## PROBLEM STATEMENT:
Find each line in the material below that contains the word "black" and copy those lines out. Letter case matters when matching.

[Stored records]
※ ※ ※

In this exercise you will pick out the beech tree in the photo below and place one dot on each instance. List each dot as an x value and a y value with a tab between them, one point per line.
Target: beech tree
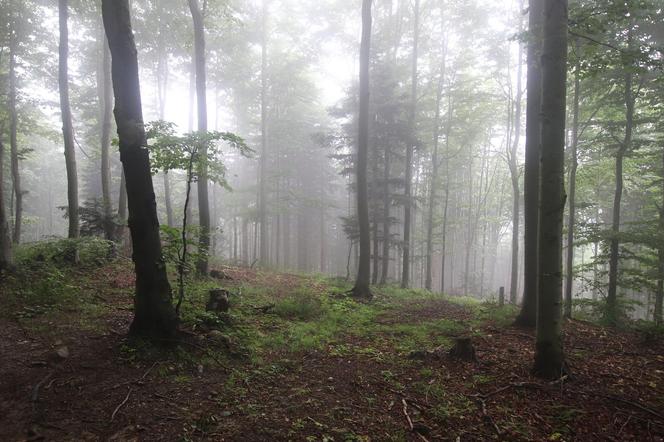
361	288
549	357
154	315
67	127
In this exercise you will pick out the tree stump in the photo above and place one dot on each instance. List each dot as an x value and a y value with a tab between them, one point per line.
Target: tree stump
463	349
218	301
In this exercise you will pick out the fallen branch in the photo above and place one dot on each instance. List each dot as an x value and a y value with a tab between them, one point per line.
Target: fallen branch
35	391
121	404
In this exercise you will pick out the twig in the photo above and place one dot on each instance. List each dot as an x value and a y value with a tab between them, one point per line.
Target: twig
405	412
121	404
35	391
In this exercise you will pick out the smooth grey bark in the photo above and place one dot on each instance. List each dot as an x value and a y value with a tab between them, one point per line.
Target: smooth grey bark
13	141
361	288
67	127
201	101
611	312
574	163
6	260
527	315
262	191
514	175
405	274
154	316
106	100
549	358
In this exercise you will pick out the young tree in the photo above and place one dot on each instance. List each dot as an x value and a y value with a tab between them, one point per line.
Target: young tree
106	114
201	101
67	128
405	274
528	313
361	289
5	236
549	358
154	316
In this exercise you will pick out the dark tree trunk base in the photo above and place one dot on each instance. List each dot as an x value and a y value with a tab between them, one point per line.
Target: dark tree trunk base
549	363
463	350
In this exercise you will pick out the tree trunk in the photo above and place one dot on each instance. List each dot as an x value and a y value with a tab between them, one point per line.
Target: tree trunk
574	163
154	316
611	312
106	100
67	129
514	172
549	358
13	129
201	101
434	172
528	313
262	192
659	295
361	289
405	274
5	236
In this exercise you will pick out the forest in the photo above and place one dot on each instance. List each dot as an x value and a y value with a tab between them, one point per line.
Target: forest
332	220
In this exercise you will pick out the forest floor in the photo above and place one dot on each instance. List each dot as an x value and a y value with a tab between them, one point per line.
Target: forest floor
296	360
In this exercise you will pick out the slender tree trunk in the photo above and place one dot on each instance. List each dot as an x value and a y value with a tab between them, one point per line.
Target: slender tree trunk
201	101
611	315
434	175
13	129
106	100
405	274
5	236
154	316
67	128
549	358
386	217
659	295
528	313
514	172
574	163
361	289
262	191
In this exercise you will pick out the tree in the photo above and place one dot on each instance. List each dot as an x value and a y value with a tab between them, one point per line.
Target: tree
5	236
154	316
549	358
361	289
405	275
527	315
262	196
574	164
106	115
67	128
201	101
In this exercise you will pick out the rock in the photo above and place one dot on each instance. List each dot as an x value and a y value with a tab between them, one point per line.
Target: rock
218	301
463	349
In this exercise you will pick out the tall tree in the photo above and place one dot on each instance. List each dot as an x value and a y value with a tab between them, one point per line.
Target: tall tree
262	196
514	175
574	164
106	100
362	289
13	132
67	127
405	274
527	315
154	316
549	358
201	101
5	236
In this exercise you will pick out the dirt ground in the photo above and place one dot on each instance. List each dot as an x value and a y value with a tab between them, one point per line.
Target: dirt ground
65	379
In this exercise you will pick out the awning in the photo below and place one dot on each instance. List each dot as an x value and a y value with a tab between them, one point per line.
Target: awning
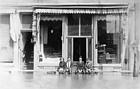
83	11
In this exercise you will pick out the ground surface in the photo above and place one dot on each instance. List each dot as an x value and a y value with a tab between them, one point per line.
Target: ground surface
42	80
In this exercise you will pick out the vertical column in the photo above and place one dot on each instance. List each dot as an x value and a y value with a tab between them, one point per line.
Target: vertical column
64	40
15	26
35	33
95	41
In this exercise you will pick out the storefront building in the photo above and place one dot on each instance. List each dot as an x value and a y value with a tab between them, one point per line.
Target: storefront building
103	33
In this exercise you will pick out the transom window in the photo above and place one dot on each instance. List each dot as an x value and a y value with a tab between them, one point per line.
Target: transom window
79	25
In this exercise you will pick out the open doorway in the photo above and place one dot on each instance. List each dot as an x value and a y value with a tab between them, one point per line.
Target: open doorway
79	49
28	50
109	42
52	39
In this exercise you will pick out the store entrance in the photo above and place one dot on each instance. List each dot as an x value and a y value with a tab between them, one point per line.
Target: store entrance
52	39
79	49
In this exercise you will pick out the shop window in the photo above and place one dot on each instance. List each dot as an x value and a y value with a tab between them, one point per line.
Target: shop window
27	21
86	21
109	40
73	25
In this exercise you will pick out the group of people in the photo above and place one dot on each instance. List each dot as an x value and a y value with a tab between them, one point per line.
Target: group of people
64	66
81	67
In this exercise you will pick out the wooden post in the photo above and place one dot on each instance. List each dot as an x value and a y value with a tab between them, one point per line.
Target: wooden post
136	67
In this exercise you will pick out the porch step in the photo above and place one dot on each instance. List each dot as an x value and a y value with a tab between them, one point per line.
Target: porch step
108	68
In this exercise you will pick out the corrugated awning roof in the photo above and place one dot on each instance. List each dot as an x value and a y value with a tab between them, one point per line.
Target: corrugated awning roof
83	11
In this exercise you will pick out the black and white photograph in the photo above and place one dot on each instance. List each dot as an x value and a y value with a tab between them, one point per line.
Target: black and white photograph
69	44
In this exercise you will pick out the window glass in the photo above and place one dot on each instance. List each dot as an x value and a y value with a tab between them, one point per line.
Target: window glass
27	21
70	48
86	21
109	41
73	25
90	49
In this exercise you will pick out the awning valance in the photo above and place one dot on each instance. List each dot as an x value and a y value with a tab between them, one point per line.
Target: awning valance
83	11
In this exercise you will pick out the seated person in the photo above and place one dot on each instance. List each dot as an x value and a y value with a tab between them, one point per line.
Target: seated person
80	66
62	66
88	66
69	65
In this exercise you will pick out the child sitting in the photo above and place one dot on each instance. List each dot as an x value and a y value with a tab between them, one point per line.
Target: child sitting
62	66
80	66
69	65
88	66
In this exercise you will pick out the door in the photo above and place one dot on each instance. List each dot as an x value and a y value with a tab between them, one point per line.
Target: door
108	41
79	49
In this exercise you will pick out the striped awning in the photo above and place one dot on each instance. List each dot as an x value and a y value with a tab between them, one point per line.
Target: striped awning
83	11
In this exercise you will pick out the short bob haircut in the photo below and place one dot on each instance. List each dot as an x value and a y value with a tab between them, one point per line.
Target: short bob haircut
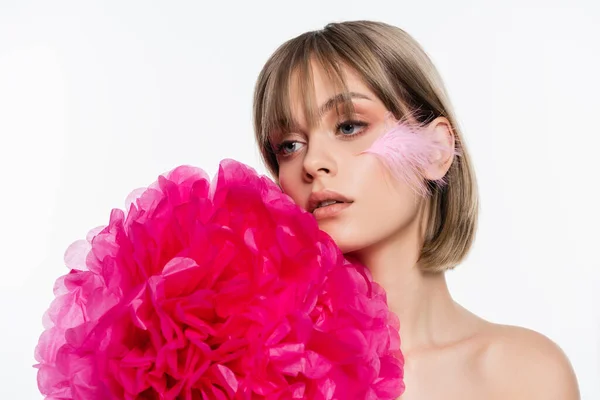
395	67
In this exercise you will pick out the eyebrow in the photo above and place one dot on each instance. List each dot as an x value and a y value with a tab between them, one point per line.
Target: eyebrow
339	98
332	102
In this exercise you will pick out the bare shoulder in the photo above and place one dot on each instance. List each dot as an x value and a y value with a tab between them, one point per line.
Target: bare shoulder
524	364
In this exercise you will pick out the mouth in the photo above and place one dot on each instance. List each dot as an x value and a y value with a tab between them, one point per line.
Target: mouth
326	198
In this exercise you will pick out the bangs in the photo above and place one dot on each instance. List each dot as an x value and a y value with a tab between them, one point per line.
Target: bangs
293	71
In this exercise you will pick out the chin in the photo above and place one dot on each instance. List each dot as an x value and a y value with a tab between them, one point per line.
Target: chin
347	243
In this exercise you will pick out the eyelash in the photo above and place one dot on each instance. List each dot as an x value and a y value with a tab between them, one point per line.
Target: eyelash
355	123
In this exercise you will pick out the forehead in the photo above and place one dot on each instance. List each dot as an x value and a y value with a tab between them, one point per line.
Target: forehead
311	88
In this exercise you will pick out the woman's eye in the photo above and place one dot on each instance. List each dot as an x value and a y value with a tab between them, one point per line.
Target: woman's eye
350	128
289	147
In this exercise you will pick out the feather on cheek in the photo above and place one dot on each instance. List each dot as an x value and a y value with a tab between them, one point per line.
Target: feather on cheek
407	150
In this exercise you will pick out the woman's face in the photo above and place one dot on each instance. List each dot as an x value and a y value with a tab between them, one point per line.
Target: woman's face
323	164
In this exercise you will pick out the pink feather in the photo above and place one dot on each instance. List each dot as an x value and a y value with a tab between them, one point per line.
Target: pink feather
406	149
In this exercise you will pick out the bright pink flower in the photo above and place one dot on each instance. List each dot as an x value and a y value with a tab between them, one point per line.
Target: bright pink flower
216	291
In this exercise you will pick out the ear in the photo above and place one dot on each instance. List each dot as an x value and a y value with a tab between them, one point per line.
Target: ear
440	131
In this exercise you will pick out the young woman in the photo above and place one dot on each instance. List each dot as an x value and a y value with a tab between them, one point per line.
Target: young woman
321	100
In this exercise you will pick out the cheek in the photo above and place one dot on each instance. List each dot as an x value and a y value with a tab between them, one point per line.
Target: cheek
290	186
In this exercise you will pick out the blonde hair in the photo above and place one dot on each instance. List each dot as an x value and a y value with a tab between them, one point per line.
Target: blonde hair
395	67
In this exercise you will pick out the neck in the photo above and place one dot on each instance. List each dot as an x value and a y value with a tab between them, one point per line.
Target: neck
421	301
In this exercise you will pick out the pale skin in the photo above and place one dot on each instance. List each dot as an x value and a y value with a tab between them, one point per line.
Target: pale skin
450	353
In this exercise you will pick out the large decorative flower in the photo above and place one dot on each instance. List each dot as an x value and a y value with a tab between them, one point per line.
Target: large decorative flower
222	290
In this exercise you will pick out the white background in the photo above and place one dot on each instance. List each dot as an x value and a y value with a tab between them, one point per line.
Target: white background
98	98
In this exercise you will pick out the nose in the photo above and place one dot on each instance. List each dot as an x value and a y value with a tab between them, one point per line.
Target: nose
319	160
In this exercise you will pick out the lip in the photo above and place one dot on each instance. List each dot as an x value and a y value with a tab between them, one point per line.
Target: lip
324	195
330	211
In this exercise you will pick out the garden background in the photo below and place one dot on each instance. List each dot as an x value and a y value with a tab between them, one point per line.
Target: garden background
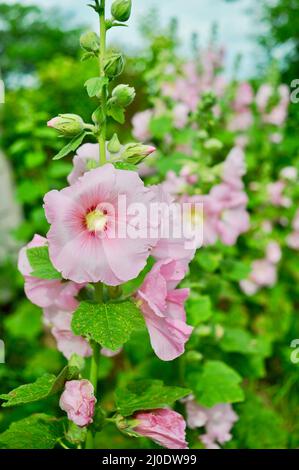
254	335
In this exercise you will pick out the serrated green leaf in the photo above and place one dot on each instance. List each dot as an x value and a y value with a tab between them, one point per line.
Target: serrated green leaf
198	309
117	113
235	270
238	340
71	146
42	388
39	431
214	383
95	85
109	324
147	395
40	263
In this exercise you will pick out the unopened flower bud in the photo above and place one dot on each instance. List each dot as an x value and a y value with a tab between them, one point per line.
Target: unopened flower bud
68	125
114	144
123	95
135	153
121	10
114	65
90	41
213	144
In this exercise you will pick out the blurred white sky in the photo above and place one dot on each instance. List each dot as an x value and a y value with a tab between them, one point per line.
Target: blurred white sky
237	23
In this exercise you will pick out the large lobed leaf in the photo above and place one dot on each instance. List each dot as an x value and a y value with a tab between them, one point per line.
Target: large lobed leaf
43	387
109	324
147	395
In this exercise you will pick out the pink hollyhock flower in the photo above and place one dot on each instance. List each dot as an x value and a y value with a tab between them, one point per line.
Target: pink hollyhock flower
78	401
293	240
141	122
263	96
163	308
177	241
233	219
180	112
275	194
273	252
165	427
45	292
67	343
234	168
289	173
89	238
218	421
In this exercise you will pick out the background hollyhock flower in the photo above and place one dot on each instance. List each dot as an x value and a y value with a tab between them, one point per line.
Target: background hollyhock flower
234	168
165	427
46	292
217	420
275	194
67	343
233	219
273	252
163	308
141	122
85	218
78	401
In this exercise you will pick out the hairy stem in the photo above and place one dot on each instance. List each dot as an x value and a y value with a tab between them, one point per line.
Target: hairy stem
94	366
102	54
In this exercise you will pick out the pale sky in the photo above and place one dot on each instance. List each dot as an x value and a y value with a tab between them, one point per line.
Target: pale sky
236	22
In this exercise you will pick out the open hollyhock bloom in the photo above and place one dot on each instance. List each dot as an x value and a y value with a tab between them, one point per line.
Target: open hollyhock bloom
165	427
78	401
163	308
46	292
93	237
217	421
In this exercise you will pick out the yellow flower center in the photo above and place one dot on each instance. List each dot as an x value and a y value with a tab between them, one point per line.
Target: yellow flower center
96	221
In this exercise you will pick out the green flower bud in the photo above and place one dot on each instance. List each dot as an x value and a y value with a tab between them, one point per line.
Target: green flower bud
90	42
68	125
114	65
123	95
135	153
213	144
121	10
114	144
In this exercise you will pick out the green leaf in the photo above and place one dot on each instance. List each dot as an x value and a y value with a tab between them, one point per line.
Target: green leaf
95	85
235	270
125	166
108	324
38	431
146	395
207	260
42	388
40	262
25	322
198	309
160	126
117	113
71	146
238	340
215	383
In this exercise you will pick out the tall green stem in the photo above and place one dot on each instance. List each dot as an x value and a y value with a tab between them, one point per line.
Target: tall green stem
94	365
102	54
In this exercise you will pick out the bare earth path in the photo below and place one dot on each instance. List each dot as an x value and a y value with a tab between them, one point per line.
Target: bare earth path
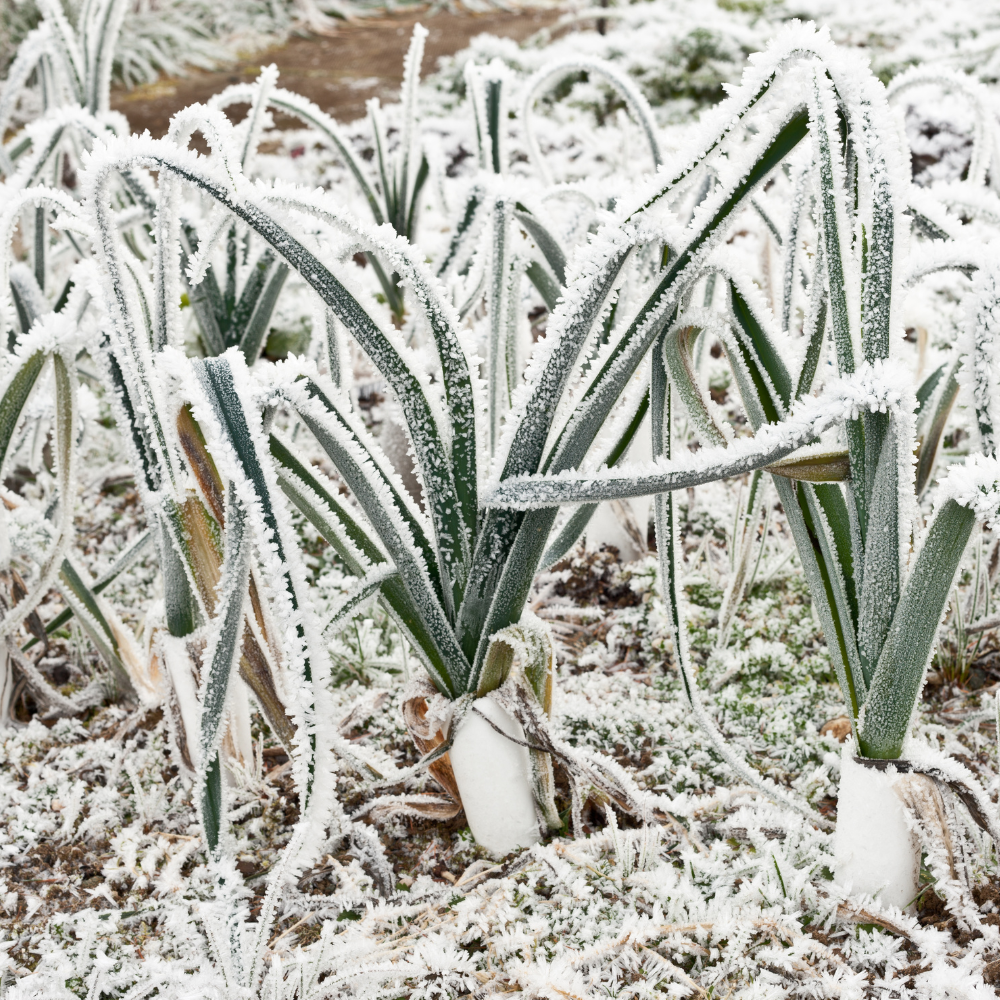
339	72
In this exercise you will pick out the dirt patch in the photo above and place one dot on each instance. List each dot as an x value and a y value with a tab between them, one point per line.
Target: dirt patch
340	72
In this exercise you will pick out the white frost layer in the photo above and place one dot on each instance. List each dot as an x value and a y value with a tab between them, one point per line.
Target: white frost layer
874	851
493	776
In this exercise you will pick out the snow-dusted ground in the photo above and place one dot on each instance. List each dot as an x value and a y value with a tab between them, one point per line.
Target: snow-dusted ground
106	888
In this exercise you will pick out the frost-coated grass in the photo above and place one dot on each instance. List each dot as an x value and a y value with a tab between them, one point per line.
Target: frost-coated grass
329	378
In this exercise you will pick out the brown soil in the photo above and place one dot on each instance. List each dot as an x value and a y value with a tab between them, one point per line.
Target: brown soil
338	72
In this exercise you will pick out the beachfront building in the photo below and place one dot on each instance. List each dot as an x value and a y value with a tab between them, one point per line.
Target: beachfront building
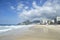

※ ※ ※

## RESPONSE:
In this exercise you will pick out the black and white photograph in the photo above and place one dot on each instance. List each dot as an x value and a y value with a tab between them, one point per line.
Target: black and white photograph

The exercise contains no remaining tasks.